* [Provided records]:
○ ○ ○
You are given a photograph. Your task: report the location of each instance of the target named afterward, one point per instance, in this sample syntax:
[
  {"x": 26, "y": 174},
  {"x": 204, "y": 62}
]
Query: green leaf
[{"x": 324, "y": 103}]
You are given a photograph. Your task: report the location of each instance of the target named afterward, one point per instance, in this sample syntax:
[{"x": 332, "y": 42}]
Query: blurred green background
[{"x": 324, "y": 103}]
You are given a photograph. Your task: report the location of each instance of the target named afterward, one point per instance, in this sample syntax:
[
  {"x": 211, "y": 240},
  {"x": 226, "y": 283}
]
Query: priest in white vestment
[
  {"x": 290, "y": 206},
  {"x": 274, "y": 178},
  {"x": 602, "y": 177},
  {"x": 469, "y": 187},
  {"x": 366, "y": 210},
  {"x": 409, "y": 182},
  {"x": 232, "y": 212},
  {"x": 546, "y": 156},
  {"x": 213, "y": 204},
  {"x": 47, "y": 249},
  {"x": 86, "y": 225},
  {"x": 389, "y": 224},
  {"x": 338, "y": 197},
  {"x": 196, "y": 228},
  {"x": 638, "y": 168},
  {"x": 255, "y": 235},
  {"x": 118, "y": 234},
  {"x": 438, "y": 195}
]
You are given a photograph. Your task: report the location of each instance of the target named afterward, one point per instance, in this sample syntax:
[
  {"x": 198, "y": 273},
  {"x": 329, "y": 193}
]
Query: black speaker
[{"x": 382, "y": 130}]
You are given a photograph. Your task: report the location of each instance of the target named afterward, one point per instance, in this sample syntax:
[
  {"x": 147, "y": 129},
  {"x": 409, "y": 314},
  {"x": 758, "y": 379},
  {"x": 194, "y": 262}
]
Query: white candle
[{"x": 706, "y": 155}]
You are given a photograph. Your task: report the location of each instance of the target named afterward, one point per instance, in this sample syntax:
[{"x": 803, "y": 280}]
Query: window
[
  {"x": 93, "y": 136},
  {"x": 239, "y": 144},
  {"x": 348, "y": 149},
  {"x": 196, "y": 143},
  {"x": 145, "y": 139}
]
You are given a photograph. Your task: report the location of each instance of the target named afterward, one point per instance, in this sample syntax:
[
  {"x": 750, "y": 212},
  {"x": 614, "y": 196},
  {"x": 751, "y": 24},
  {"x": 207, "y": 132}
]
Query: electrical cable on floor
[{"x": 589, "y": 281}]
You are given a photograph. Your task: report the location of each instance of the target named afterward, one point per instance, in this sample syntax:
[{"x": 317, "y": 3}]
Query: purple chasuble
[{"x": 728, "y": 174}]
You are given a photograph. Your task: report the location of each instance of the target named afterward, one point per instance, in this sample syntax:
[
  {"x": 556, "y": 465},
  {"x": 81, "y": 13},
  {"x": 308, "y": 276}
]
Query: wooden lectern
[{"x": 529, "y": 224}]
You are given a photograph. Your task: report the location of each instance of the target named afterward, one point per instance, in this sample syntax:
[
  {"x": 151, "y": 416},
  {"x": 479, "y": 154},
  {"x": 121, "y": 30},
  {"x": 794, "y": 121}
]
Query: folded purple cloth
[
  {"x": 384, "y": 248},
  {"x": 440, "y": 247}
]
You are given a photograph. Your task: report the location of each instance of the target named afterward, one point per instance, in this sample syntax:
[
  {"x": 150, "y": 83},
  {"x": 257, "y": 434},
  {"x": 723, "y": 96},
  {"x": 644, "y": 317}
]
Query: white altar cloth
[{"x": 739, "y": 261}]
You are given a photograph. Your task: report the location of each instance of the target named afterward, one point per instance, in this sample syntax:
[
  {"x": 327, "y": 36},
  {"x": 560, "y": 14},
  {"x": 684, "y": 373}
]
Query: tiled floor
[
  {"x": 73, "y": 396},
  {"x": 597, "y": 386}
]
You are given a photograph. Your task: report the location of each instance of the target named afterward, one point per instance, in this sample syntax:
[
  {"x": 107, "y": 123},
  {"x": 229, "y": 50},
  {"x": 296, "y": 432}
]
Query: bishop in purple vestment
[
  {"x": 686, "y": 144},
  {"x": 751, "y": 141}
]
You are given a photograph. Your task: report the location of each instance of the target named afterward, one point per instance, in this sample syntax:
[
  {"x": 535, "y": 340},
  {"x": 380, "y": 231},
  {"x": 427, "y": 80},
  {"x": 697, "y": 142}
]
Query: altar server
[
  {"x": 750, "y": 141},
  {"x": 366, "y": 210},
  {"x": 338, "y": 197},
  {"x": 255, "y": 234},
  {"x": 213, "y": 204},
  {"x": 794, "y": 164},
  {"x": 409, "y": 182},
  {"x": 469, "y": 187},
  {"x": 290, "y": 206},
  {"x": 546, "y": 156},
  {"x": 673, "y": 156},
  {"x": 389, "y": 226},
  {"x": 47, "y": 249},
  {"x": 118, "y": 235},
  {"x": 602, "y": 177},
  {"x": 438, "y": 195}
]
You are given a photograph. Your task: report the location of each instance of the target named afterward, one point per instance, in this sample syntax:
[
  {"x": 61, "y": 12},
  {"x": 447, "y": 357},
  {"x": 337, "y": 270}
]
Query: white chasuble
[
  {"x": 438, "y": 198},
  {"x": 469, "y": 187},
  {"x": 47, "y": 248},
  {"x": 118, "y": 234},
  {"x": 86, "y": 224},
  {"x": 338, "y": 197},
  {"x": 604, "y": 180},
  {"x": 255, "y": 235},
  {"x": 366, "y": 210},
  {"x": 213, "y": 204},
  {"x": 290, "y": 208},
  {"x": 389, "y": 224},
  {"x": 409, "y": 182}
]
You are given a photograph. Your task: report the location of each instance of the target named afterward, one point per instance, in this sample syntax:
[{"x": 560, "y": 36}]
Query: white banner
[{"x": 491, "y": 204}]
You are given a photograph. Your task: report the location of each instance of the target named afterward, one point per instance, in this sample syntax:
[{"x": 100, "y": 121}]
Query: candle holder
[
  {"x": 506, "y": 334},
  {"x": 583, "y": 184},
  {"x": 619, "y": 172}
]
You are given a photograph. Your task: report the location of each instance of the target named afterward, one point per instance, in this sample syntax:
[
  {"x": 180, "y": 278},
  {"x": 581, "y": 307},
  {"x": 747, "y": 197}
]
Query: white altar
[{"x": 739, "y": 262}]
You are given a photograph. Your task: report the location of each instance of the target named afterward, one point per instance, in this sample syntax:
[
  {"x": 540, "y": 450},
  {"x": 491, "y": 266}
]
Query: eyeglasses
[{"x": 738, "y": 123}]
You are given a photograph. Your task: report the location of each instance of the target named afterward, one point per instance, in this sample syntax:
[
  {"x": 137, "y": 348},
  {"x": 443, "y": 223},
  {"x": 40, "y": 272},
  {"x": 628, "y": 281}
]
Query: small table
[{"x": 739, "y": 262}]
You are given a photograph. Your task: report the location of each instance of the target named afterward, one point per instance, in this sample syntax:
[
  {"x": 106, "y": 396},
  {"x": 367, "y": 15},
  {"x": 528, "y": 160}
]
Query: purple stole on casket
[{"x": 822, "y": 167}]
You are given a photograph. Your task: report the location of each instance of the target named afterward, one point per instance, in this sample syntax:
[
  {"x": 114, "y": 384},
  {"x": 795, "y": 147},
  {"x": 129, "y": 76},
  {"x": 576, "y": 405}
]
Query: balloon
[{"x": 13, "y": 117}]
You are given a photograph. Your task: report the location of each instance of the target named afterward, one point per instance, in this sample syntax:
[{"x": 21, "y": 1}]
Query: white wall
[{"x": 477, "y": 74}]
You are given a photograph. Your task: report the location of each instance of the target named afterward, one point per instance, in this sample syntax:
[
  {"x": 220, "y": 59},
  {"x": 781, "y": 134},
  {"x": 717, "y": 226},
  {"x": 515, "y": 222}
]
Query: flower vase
○ ○ ○
* [Problem requirements]:
Reproduce all the data precisely, word for word.

* [Answer for the task]:
You are given a photograph. Your task: report the location of each instance of the target named afterward, one point per instance, in this sample syntax:
[
  {"x": 26, "y": 174},
  {"x": 204, "y": 62}
]
Query: green leaf
[{"x": 324, "y": 103}]
You are given a photograph. Your task: report the location of each instance of the target named afterward, one point per instance, in this sample syntax:
[{"x": 332, "y": 42}]
Query: blurred green background
[{"x": 324, "y": 103}]
You are given a photograph. Your task: report the location of each instance of the target named afterward, one point per instance, in this sample syntax:
[
  {"x": 211, "y": 240},
  {"x": 226, "y": 283}
]
Query: priest in white vestment
[
  {"x": 290, "y": 206},
  {"x": 274, "y": 178},
  {"x": 602, "y": 177},
  {"x": 469, "y": 187},
  {"x": 366, "y": 210},
  {"x": 409, "y": 182},
  {"x": 232, "y": 212},
  {"x": 546, "y": 156},
  {"x": 213, "y": 204},
  {"x": 47, "y": 249},
  {"x": 86, "y": 225},
  {"x": 389, "y": 224},
  {"x": 338, "y": 197},
  {"x": 196, "y": 228},
  {"x": 638, "y": 168},
  {"x": 255, "y": 235},
  {"x": 118, "y": 234},
  {"x": 438, "y": 195}
]
You are given a photograph. Your task: report the location of each instance of the target named afterward, one point per instance, in this sample syntax:
[
  {"x": 198, "y": 273},
  {"x": 329, "y": 193}
]
Query: black speaker
[{"x": 382, "y": 130}]
You are given a photograph. Your task: report the location of each instance of the target named afterward, one point per instance, in this sample syntax:
[
  {"x": 147, "y": 129},
  {"x": 409, "y": 314},
  {"x": 758, "y": 379},
  {"x": 194, "y": 262}
]
Query: white candle
[{"x": 706, "y": 155}]
You are given a photograph. Your task: report the location of each instance of the target named afterward, one point per instance, in this sample syntax:
[{"x": 803, "y": 280}]
Query: window
[
  {"x": 93, "y": 136},
  {"x": 239, "y": 144},
  {"x": 348, "y": 149},
  {"x": 196, "y": 143},
  {"x": 145, "y": 139}
]
You are given a photograph. Your task: report the location of each instance of the target named afterward, one point per instance, in this sample syntax:
[
  {"x": 750, "y": 212},
  {"x": 614, "y": 196},
  {"x": 751, "y": 24},
  {"x": 207, "y": 132}
]
Query: electrical cable on floor
[{"x": 589, "y": 281}]
You are given a photograph. Your task: report the location of each instance of the target named afterward, one point per instance, in this sample syntax:
[{"x": 317, "y": 3}]
Query: purple chasuble
[{"x": 728, "y": 174}]
You are given a photograph. Your task: report the location of each instance of the target named afterward, one point per instance, in this sample syntax:
[
  {"x": 556, "y": 465},
  {"x": 81, "y": 13},
  {"x": 308, "y": 276}
]
Query: wooden lectern
[{"x": 529, "y": 224}]
You are given a photograph. Your task: report the location of each instance of the target named afterward, one point per instance, in this sample syntax:
[
  {"x": 151, "y": 416},
  {"x": 479, "y": 154},
  {"x": 121, "y": 30},
  {"x": 794, "y": 121}
]
Query: folded purple cloth
[
  {"x": 384, "y": 248},
  {"x": 440, "y": 247}
]
You are given a photograph. Your task: report the location of each instance of the target named afterward, one point per instance, in this sample syntax:
[
  {"x": 150, "y": 83},
  {"x": 257, "y": 434},
  {"x": 723, "y": 96},
  {"x": 644, "y": 317}
]
Query: white altar cloth
[{"x": 739, "y": 261}]
You are given a photograph. Your task: report the location of each instance of the target named afterward, one point per instance, in this sample syntax:
[
  {"x": 327, "y": 36},
  {"x": 560, "y": 14},
  {"x": 684, "y": 373}
]
Query: tiled floor
[
  {"x": 73, "y": 396},
  {"x": 597, "y": 386}
]
You are given a photograph. Your task: report the location of each instance of the target named afterward, one point per instance, in this sample syntax:
[
  {"x": 107, "y": 123},
  {"x": 229, "y": 50},
  {"x": 296, "y": 432}
]
Query: bishop in purple vestment
[
  {"x": 686, "y": 144},
  {"x": 751, "y": 141}
]
You are given a photograph. Your task: report the location of each instance of the target named afterward, one point per instance, in this sample syntax:
[
  {"x": 535, "y": 340},
  {"x": 380, "y": 231},
  {"x": 427, "y": 80},
  {"x": 697, "y": 142}
]
Query: altar server
[
  {"x": 750, "y": 141},
  {"x": 366, "y": 210},
  {"x": 338, "y": 197},
  {"x": 255, "y": 234},
  {"x": 213, "y": 204},
  {"x": 794, "y": 164},
  {"x": 409, "y": 182},
  {"x": 469, "y": 187},
  {"x": 290, "y": 206},
  {"x": 546, "y": 156},
  {"x": 673, "y": 156},
  {"x": 389, "y": 226},
  {"x": 47, "y": 249},
  {"x": 118, "y": 235},
  {"x": 602, "y": 177},
  {"x": 438, "y": 195}
]
You are given a photograph. Your task: report the location of each instance of the target named afterward, one point per instance, in this sample syntax:
[
  {"x": 61, "y": 12},
  {"x": 447, "y": 357},
  {"x": 337, "y": 270}
]
Query: white chasuble
[
  {"x": 438, "y": 198},
  {"x": 469, "y": 187},
  {"x": 47, "y": 248},
  {"x": 118, "y": 234},
  {"x": 86, "y": 224},
  {"x": 338, "y": 197},
  {"x": 604, "y": 180},
  {"x": 255, "y": 235},
  {"x": 366, "y": 210},
  {"x": 213, "y": 204},
  {"x": 290, "y": 208},
  {"x": 389, "y": 224},
  {"x": 409, "y": 182}
]
You are given a photograph. Your task: report the location of each instance of the target named afterward, one point per instance, in this sample syntax:
[{"x": 560, "y": 36}]
Query: white banner
[{"x": 491, "y": 204}]
You are given a photograph. Your task: report the location of each instance of the target named afterward, one point per instance, in this sample syntax:
[{"x": 100, "y": 121}]
Query: candle holder
[
  {"x": 506, "y": 334},
  {"x": 583, "y": 184},
  {"x": 619, "y": 172}
]
You are given a photograph. Your task: report the location of each instance of the target named afterward, one point per instance, in this sample syntax:
[
  {"x": 180, "y": 278},
  {"x": 581, "y": 307},
  {"x": 747, "y": 197}
]
Query: white altar
[{"x": 739, "y": 262}]
You are given a photograph. Your task: report the location of each instance of the target named afterward, one point per instance, in this sample syntax:
[
  {"x": 540, "y": 450},
  {"x": 491, "y": 266}
]
Query: eyeglasses
[{"x": 738, "y": 123}]
You are given a photograph. Your task: report the location of each instance of the target named afterward, one point per instance, in this sample syntax:
[
  {"x": 137, "y": 348},
  {"x": 443, "y": 223},
  {"x": 40, "y": 272},
  {"x": 628, "y": 281}
]
Query: small table
[{"x": 739, "y": 262}]
You are given a photograph. Your task: report the location of each instance of the target named afterward, one point per instance, in this sample syntax:
[
  {"x": 106, "y": 396},
  {"x": 367, "y": 15},
  {"x": 528, "y": 160}
]
Query: purple stole on casket
[{"x": 822, "y": 167}]
You are given a photograph. Your task: report the location of each instance of the target named afterward, one point per instance, in this sample syntax:
[
  {"x": 114, "y": 384},
  {"x": 795, "y": 147},
  {"x": 129, "y": 76},
  {"x": 576, "y": 405}
]
Query: balloon
[{"x": 13, "y": 117}]
You are given a photograph. Your task: report the location of each instance of the target named afterward, one point per instance, in this sample syntax:
[{"x": 21, "y": 1}]
Query: white wall
[{"x": 477, "y": 74}]
You are given a photograph. Your task: report the location of each instance of the target named afterward, one point per instance, in this sample syntax:
[
  {"x": 220, "y": 59},
  {"x": 781, "y": 134},
  {"x": 717, "y": 226},
  {"x": 515, "y": 222}
]
Query: flower vase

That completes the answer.